-- begin Selected text --
If it is not your land, and they are not crossing your land to get to it, I dont think there is anything or should or are able to do, other than trying to find out who does own the land and letting them know.


----------



## MikeyPrepper (Nov 29, 2012)

****UPDATED****
OK so I SET UP A TRAIL CAM AND GUESS WHAT IT WAS MISSING... FOUND IT LATER ON DEEPER IN WOODS..HMM..... ODD.... THEN JUST THIS MINUTE SOMEONE MAYBE EARLY TEENS 18/19 MALE WALKING DOWN MY DEAD END STREET LOOKING DOWN DRIVEWAYS... WE HAD SOMEONE ELSE DO THIS 1 WEEK AGO... SOMETHING IS NOT RIGHT


----------



## Slippy (Nov 14, 2013)

Buy or make a Hawg Cage. Capture one of these trespassing ******* and place him in the cage. Wear a paper bag with holes cut out to see and breath. (Similar to the bags New Orleans Saints fans wore in the late 70s.)

Mind screw this trespassing ****** for a day or 3 letting them know you are King Shit of the area and the next time you see him it won't be good. Load him up naked, blindfolded and still in the cage and drop him off in Trenton.

You're Welcome!


----------



## dwight55 (Nov 9, 2012)

The first thing I would do is find out who owns the property, . . . and see what their take on the activity is. 

It really is THEIR problem until you can tie the miscreants to some of the illicit activities occurring on or near your property. 

Until then it is only suspicion on your part.

May God bless,
Dwight


----------



## 8301 (Nov 29, 2014)

Personally I tend to be fairly aggressive even if the property isn't mine. Several times a year I challenge people on land around me since I know the owners wouldn't want strangers poking around on their property. Usually it's just someone hunting or riding a motorcycle across the fields but I want people to know that I am aware that they are around.


----------



## Grinch (Jan 3, 2016)

FoolAmI said:


> I want people to know that I am aware that they are around.


People tend to get a little nervous if they even THINK someone is watching them.

As Slippy said mind screw them, even if no physical violence or even containment is used, because a mental " war " so to speak is far more effective against one's enemy than a physical one. You get inside their heads then cracks em like a dip can and it gets your point across a lot more than going out ready to inflict physical harm. I mean after all how many of us were a little more cautious around clowns after seeing the movie It for example ? I certainly was and one has never harmed me in the least, if you feed off of their fears and use it against them it is far more devastating.
-- end Selected text --
**Complete the following:**
- a) Alter the thread on trespassers from the words "Mind screw this" through the words "off in Trenton." so that "the area" reads "the neighborhood", and give the revised passage.
- b) Carry on the thread on trespassers from the point where it stops.
-- begin Data shown --
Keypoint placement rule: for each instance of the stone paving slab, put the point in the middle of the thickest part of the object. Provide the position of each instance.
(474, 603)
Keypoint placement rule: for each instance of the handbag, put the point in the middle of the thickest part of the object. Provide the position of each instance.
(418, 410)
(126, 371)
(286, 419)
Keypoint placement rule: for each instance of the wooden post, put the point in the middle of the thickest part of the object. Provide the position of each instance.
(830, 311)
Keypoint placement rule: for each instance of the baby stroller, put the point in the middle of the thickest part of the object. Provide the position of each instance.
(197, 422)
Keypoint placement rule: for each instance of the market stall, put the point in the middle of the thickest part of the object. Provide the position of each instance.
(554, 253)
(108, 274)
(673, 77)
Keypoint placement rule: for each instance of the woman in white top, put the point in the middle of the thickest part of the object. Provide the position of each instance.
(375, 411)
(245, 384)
-- end Data shown --
**Answers to the tasks:**
- a)
Mind screw this trespassing ****** for a day or 3 letting them know you are King Shit of the neighborhood and the next time you see him it won't be good. Load him up naked, blindfolded and still in the cage and drop him off in Trenton.

- b)
----------



## New guy 101 (Dec 17, 2014)

Now call me old fashion...but just because it ain't your property doesn't mean it ain't your problem. 
Your problem isn't that they are drinking or whatever on someone else's property...your problem is that folks who need to go drinking or whatever on someone else's property obviously aren't model citizens and have no respect for others property...and now those same folks are around your property. 

Now, just sitting back hoping for the best is one way of doing things. And just notifying the property owner is another. I'd say since they don't yet know themselves they probably don't really care enough to do anything other than report it.

So, where will you be then? Same damn place. So either do something to encourage them to not come around or get really good locks...and never leave your wife home alone. Whether she can shoot or not...she can't watch all directions all the time, and it just takes once.

Not trying to get you to do anything illegal. 

Sent from my DROID4 using Tapatalk


----------



## GTGallop (Nov 11, 2012)

Slippy said:


> Buy or make a Hawg Cage. Capture one of these trespassing ******* and place him in the cage. Wear a paper bag with holes cut out to see and breath. (Similar to the bags New Orleans Saints fans wore in the late 70s.)
> 
> Mind screw this trespassing ****** for a day or 3 letting them know you are King Shit of the area and the next time you see him it won't be good. Load him up naked, blindfolded and still in the cage and drop him off in Trenton.
> 
> You're Welcome!


Or just go down to the little party in the woods place and leave a tarp, some duct tape, and a half empty tube of anal lube. They won't come back.


----------



## MikeyPrepper (Nov 29, 2012)

**update** so i check trail cam and someone took it down and threw it........i couldn't see them, they were cautious....sat night i saw people come out all drunk... so i took the biggest guy they had and grabbed him and threw him up wall and i said" i know what your doing" all 4 guys looked white as a ghost..and took off in truck leaving him behind....the guy i had told me they were poaching and drinking..i said you come here again youll never leave........so far so good

***


New guy 101 said:


> Now call me old fashion...but just because it ain't your property doesn't mean it ain't your problem.
> Your problem isn't that they are drinking or whatever on someone else's property...your problem is that folks who need to go drinking or whatever on someone else's property obviously aren't model citizens and have no respect for others property...and now those same folks are around your property.
> 
> Now, just sitting back hoping for the best is one way of doing things. And just notifying the property owner is another. I'd say since they don't yet know themselves they probably don't really care enough to do anything other than report it.
> ...


----------



## Joe Smith (Aug 21, 2015)

Good Work,
I learned the same lesson a while back. My car windshield was shot out, and when the police officer came to fill out a report he said, "You have a nice place here but we can't protect you". The police aren't here to prevent crime, they are there to fill out the report afterwards. 

If they haven't come back, then they realize the cost is too high, what will they do -call the police?


----------



## New guy 101 (Dec 17, 2014)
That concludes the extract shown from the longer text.